What is expected -
Answer these questions about the post on the son's attitude:
1. What did the son first get out, and for which food?
2. What did the son say when asked whether he ever saw his mom act like that?
3. What time off do kids get that adults don't, according to the post?

Excerpt -
Tuesday, January 15, 2019

Interesting insight.

So, yesterday, I asked my son to do something.  Something fairly small.  He was getting a drink of water, so I asked him to stay in the kitchen with me and get some things out for me to make supper because they were down low and my hips and knees were complaining about the weather and being out from under the electric blanket. 

He huffed, snarled, heaved a sigh, and got out the cookie sheet for tater tots.  Which he likes.  And I get a "Is that all?" spit in my face.  I called him (mildly) on his attitude, and asked him to also get out the big, nonstick skillet for burgers. 

And he huffed and snarled and groaned and got it out, then got snotty.  Again. 

So I called him on his attitude, and asked him where he got the idea that acting like that was okay.  Did he ever see me act like that?

Well, no.  But.  "You're Mom.  You're not supposed to act like that.  You're a girl."

Speaks volumes, doesn't it.  I don't have the influence on my son that I'd like to have.  I don't have the influence on shaping his attitudes and behaviors that I'd like to have.

Wanna know what does? 

His ADHD does--he doesn't rule his impulses, they rule him.  He KNOWS his attitude, when he acts like that, never fails to get him in trouble, but it's not something he's willing to curb in the moment.  I'm not entirely sure he's able to, yet.  I don't have him drugged into a zombie, and I won't drug him into a zombie.  Which means his impulses still rule him, despite a constant struggle for otherwise.

His peers do.  The other boys at school act like this.   Many of them are also hyper-smart ADHD kids ruled by their impulses.  He knows they get in trouble.  He knows he will get in trouble.  But since they act like that, he will, too. 

Dad does.  Dad is often as tired as Mom, but still does things.  But Dad grumbles.  Huffs.  Snarls.  I see some of the same attitude in Odysseus that I do in the imp, but it's nowhere near so pronounced in the adult as it is in the child, and unlike the child, the adult works longer hours every week, on much harder things, and comes home exhausted daily.  With no real recourse--adults' work is never done, while kids get after homework hours and weekends off. 

But. 

But...

Children don't see that.  Just as girls follow the examples their mothers set (the pixie reads, picks stuff up, helps with housework--mostly quietly and without complaining), and that their classmates and other girls set, boys follow the behavior modeled by their male role models (teachers, sports stars, fathers, men in music and TV), and by their peers.

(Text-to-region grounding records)
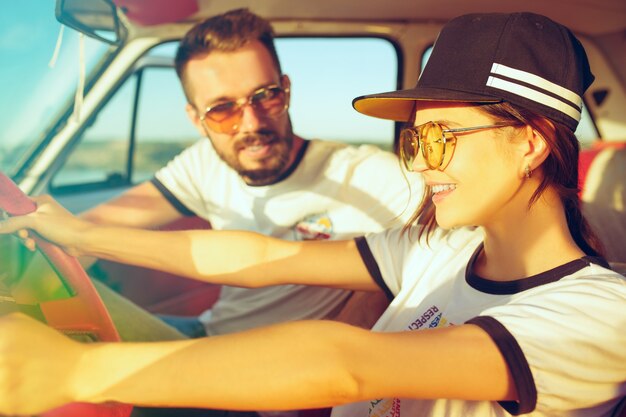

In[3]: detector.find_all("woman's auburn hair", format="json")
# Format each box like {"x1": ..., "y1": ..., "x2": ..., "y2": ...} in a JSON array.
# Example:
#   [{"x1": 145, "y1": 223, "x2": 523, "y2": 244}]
[{"x1": 403, "y1": 102, "x2": 604, "y2": 256}]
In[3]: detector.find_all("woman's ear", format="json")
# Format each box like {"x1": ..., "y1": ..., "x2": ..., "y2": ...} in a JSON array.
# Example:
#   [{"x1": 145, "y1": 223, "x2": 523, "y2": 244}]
[{"x1": 521, "y1": 122, "x2": 550, "y2": 178}]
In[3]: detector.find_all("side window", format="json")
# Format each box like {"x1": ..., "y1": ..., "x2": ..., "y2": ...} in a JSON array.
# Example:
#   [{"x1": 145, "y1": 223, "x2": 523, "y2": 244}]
[
  {"x1": 422, "y1": 46, "x2": 600, "y2": 148},
  {"x1": 131, "y1": 67, "x2": 199, "y2": 184},
  {"x1": 50, "y1": 37, "x2": 400, "y2": 194},
  {"x1": 52, "y1": 76, "x2": 137, "y2": 190}
]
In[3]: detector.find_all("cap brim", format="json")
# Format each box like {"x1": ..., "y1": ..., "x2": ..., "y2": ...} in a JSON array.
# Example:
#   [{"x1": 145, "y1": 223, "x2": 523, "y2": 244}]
[{"x1": 352, "y1": 87, "x2": 502, "y2": 122}]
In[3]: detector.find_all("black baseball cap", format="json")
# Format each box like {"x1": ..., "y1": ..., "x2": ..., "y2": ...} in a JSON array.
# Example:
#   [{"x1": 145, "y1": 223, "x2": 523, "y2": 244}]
[{"x1": 352, "y1": 12, "x2": 594, "y2": 130}]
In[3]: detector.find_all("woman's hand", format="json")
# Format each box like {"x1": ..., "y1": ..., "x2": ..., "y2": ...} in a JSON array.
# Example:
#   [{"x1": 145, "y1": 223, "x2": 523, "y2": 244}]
[
  {"x1": 0, "y1": 196, "x2": 91, "y2": 256},
  {"x1": 0, "y1": 313, "x2": 86, "y2": 415}
]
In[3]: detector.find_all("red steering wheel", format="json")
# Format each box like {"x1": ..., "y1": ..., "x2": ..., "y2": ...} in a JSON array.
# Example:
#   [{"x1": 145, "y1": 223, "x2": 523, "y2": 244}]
[{"x1": 0, "y1": 172, "x2": 132, "y2": 417}]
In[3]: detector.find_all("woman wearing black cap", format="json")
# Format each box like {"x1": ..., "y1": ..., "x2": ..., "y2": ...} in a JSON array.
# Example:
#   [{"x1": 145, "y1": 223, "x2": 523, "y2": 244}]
[{"x1": 0, "y1": 13, "x2": 626, "y2": 417}]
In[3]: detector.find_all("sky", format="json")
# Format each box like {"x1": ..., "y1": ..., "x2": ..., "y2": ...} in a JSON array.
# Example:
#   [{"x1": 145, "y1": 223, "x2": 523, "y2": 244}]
[{"x1": 0, "y1": 0, "x2": 397, "y2": 160}]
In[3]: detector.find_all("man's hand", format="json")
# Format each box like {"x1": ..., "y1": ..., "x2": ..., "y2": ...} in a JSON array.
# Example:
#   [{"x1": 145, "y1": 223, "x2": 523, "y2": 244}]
[
  {"x1": 0, "y1": 313, "x2": 85, "y2": 415},
  {"x1": 0, "y1": 196, "x2": 91, "y2": 256}
]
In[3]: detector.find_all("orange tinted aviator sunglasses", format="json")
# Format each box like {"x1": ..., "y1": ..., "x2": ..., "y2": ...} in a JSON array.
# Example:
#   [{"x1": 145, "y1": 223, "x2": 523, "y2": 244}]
[
  {"x1": 200, "y1": 80, "x2": 289, "y2": 134},
  {"x1": 400, "y1": 122, "x2": 510, "y2": 171}
]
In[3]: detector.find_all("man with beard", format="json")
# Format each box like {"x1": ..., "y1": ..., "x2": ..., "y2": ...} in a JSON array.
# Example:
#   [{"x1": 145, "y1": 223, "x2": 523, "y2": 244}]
[{"x1": 83, "y1": 9, "x2": 423, "y2": 337}]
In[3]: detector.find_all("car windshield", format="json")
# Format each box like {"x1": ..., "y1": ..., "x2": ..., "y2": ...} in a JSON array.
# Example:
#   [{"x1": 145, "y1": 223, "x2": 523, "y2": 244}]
[{"x1": 0, "y1": 0, "x2": 114, "y2": 175}]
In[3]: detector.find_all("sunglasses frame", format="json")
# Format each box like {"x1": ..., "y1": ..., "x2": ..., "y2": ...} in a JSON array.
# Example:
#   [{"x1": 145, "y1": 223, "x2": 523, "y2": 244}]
[
  {"x1": 399, "y1": 121, "x2": 511, "y2": 171},
  {"x1": 199, "y1": 76, "x2": 290, "y2": 133}
]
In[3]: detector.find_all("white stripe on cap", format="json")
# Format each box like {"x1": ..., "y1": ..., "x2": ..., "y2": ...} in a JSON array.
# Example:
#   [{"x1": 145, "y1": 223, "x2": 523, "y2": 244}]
[
  {"x1": 491, "y1": 63, "x2": 583, "y2": 110},
  {"x1": 487, "y1": 77, "x2": 580, "y2": 121}
]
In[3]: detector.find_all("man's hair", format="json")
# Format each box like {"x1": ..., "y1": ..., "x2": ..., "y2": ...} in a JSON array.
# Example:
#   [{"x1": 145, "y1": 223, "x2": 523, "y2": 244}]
[{"x1": 174, "y1": 9, "x2": 282, "y2": 100}]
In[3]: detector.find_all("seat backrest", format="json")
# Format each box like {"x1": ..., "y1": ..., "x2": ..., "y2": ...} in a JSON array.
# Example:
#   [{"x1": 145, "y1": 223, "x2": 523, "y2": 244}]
[{"x1": 579, "y1": 142, "x2": 626, "y2": 262}]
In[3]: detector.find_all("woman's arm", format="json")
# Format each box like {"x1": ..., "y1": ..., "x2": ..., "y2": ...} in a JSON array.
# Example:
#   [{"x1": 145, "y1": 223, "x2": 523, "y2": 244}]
[
  {"x1": 0, "y1": 196, "x2": 378, "y2": 291},
  {"x1": 0, "y1": 316, "x2": 516, "y2": 414}
]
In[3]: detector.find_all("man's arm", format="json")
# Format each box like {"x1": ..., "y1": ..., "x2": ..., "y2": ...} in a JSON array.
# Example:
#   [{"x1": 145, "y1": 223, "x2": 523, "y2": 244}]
[
  {"x1": 0, "y1": 315, "x2": 516, "y2": 415},
  {"x1": 0, "y1": 196, "x2": 379, "y2": 291},
  {"x1": 80, "y1": 182, "x2": 182, "y2": 229}
]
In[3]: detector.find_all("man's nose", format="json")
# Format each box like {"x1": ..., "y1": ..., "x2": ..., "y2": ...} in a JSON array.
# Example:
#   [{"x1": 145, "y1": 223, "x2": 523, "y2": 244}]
[{"x1": 239, "y1": 103, "x2": 263, "y2": 132}]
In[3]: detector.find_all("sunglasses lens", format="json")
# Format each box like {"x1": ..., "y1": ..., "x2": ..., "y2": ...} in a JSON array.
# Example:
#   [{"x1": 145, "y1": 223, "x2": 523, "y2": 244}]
[
  {"x1": 250, "y1": 87, "x2": 287, "y2": 117},
  {"x1": 400, "y1": 129, "x2": 417, "y2": 171},
  {"x1": 420, "y1": 122, "x2": 446, "y2": 169},
  {"x1": 204, "y1": 87, "x2": 287, "y2": 134}
]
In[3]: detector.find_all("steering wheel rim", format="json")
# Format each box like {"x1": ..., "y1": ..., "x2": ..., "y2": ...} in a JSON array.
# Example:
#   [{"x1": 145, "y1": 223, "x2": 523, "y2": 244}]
[{"x1": 0, "y1": 172, "x2": 132, "y2": 417}]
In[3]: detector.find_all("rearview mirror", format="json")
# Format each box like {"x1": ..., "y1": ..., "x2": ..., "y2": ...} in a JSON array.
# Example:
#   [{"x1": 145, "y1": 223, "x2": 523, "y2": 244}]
[{"x1": 55, "y1": 0, "x2": 122, "y2": 45}]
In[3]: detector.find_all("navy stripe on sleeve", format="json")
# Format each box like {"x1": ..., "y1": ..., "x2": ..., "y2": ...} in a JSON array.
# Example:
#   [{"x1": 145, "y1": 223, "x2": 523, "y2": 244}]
[
  {"x1": 354, "y1": 236, "x2": 394, "y2": 301},
  {"x1": 150, "y1": 177, "x2": 196, "y2": 216},
  {"x1": 466, "y1": 316, "x2": 537, "y2": 416}
]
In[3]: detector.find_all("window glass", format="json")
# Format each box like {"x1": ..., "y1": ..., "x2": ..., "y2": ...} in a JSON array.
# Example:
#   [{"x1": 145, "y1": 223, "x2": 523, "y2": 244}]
[
  {"x1": 131, "y1": 67, "x2": 199, "y2": 184},
  {"x1": 52, "y1": 76, "x2": 137, "y2": 189},
  {"x1": 0, "y1": 0, "x2": 114, "y2": 175},
  {"x1": 276, "y1": 38, "x2": 398, "y2": 149}
]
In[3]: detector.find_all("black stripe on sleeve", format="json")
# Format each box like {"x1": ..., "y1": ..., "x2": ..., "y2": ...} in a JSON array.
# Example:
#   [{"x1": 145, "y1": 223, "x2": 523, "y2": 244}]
[
  {"x1": 150, "y1": 177, "x2": 196, "y2": 216},
  {"x1": 354, "y1": 236, "x2": 394, "y2": 301},
  {"x1": 466, "y1": 316, "x2": 537, "y2": 416}
]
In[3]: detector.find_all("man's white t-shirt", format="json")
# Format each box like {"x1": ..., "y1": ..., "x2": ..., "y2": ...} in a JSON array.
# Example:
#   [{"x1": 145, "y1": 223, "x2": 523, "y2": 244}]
[
  {"x1": 153, "y1": 139, "x2": 423, "y2": 335},
  {"x1": 332, "y1": 229, "x2": 626, "y2": 417}
]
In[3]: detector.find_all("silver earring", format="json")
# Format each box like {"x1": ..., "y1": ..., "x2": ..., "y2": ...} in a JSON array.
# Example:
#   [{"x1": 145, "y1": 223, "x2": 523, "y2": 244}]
[{"x1": 524, "y1": 165, "x2": 533, "y2": 178}]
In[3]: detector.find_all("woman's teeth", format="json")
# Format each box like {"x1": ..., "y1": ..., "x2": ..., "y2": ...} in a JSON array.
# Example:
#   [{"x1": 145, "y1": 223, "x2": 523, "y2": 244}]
[{"x1": 431, "y1": 184, "x2": 456, "y2": 194}]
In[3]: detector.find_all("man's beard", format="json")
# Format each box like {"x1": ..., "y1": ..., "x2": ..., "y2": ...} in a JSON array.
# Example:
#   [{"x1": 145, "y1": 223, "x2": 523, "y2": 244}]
[{"x1": 214, "y1": 129, "x2": 293, "y2": 186}]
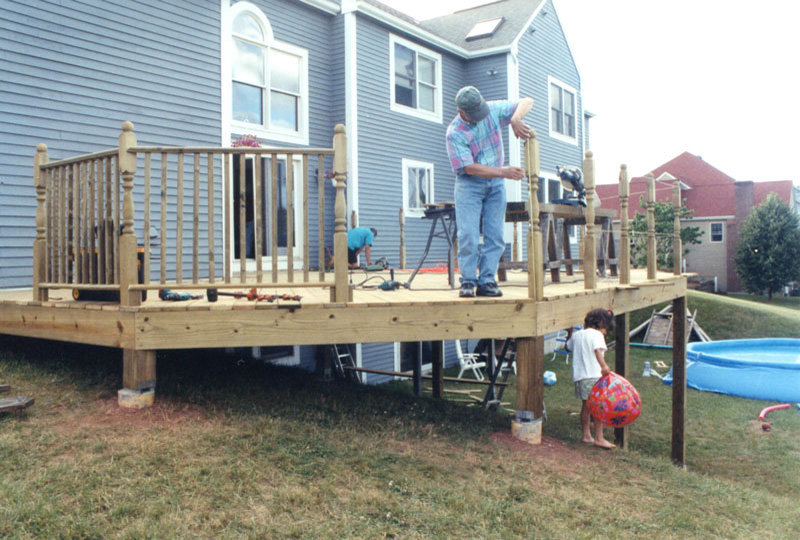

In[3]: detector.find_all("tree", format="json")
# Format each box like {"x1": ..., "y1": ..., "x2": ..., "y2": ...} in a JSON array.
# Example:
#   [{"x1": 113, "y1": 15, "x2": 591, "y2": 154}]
[
  {"x1": 631, "y1": 197, "x2": 703, "y2": 270},
  {"x1": 733, "y1": 193, "x2": 800, "y2": 300}
]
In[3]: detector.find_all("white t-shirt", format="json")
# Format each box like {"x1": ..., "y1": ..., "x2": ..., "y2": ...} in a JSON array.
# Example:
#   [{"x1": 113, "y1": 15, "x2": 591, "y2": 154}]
[{"x1": 567, "y1": 328, "x2": 608, "y2": 382}]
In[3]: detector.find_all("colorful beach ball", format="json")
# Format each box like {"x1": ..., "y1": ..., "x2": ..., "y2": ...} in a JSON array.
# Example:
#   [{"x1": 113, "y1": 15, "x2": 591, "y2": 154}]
[{"x1": 587, "y1": 373, "x2": 642, "y2": 427}]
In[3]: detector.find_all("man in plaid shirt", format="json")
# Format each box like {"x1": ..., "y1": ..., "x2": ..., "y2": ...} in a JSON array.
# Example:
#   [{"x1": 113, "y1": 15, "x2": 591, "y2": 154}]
[{"x1": 447, "y1": 86, "x2": 533, "y2": 297}]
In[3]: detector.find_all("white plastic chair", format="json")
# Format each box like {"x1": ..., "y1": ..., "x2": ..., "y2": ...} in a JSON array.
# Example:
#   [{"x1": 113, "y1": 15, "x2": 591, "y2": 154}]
[
  {"x1": 550, "y1": 330, "x2": 569, "y2": 364},
  {"x1": 454, "y1": 340, "x2": 486, "y2": 381}
]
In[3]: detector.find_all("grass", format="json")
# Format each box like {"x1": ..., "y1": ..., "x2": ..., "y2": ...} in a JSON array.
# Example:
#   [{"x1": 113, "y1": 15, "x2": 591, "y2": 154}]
[{"x1": 0, "y1": 293, "x2": 800, "y2": 539}]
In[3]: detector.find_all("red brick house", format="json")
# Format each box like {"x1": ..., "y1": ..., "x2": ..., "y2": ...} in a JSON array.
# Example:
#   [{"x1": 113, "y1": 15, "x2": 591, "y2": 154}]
[{"x1": 597, "y1": 152, "x2": 800, "y2": 292}]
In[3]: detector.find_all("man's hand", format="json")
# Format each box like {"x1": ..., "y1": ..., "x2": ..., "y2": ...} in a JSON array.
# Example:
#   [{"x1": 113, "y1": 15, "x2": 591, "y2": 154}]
[
  {"x1": 511, "y1": 118, "x2": 531, "y2": 139},
  {"x1": 500, "y1": 167, "x2": 525, "y2": 180}
]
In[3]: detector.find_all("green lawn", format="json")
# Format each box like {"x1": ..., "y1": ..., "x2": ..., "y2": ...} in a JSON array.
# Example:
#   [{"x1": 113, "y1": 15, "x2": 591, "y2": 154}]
[{"x1": 0, "y1": 293, "x2": 800, "y2": 539}]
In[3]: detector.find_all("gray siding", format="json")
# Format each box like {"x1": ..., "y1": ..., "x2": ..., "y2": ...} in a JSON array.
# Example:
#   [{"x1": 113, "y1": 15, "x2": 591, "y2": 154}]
[{"x1": 0, "y1": 0, "x2": 220, "y2": 287}]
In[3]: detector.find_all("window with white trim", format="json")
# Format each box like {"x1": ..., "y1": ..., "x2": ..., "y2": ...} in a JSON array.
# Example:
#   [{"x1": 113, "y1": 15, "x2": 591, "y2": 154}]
[
  {"x1": 711, "y1": 223, "x2": 725, "y2": 243},
  {"x1": 230, "y1": 2, "x2": 308, "y2": 144},
  {"x1": 548, "y1": 77, "x2": 578, "y2": 144},
  {"x1": 389, "y1": 36, "x2": 442, "y2": 123},
  {"x1": 403, "y1": 158, "x2": 435, "y2": 217}
]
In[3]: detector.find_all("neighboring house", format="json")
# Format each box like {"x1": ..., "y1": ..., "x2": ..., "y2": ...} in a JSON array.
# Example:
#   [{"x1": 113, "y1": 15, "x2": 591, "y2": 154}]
[
  {"x1": 597, "y1": 152, "x2": 800, "y2": 292},
  {"x1": 0, "y1": 0, "x2": 591, "y2": 381}
]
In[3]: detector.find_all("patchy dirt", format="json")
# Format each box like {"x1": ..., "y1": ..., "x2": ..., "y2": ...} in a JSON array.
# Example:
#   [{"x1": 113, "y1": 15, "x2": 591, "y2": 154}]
[
  {"x1": 489, "y1": 431, "x2": 605, "y2": 471},
  {"x1": 52, "y1": 396, "x2": 215, "y2": 430}
]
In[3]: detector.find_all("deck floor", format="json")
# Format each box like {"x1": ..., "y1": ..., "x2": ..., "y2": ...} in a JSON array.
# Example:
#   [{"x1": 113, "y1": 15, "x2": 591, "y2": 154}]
[{"x1": 0, "y1": 269, "x2": 675, "y2": 311}]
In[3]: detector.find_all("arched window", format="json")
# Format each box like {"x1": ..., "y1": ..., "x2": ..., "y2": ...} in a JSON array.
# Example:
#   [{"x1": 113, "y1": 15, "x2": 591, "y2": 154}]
[{"x1": 231, "y1": 2, "x2": 308, "y2": 144}]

Answer to this exercise -
1. A cookie sheet, for tater tots.
2. "You're Mom. You're not supposed to act like that. You're a girl."
3. After-homework hours and weekends off.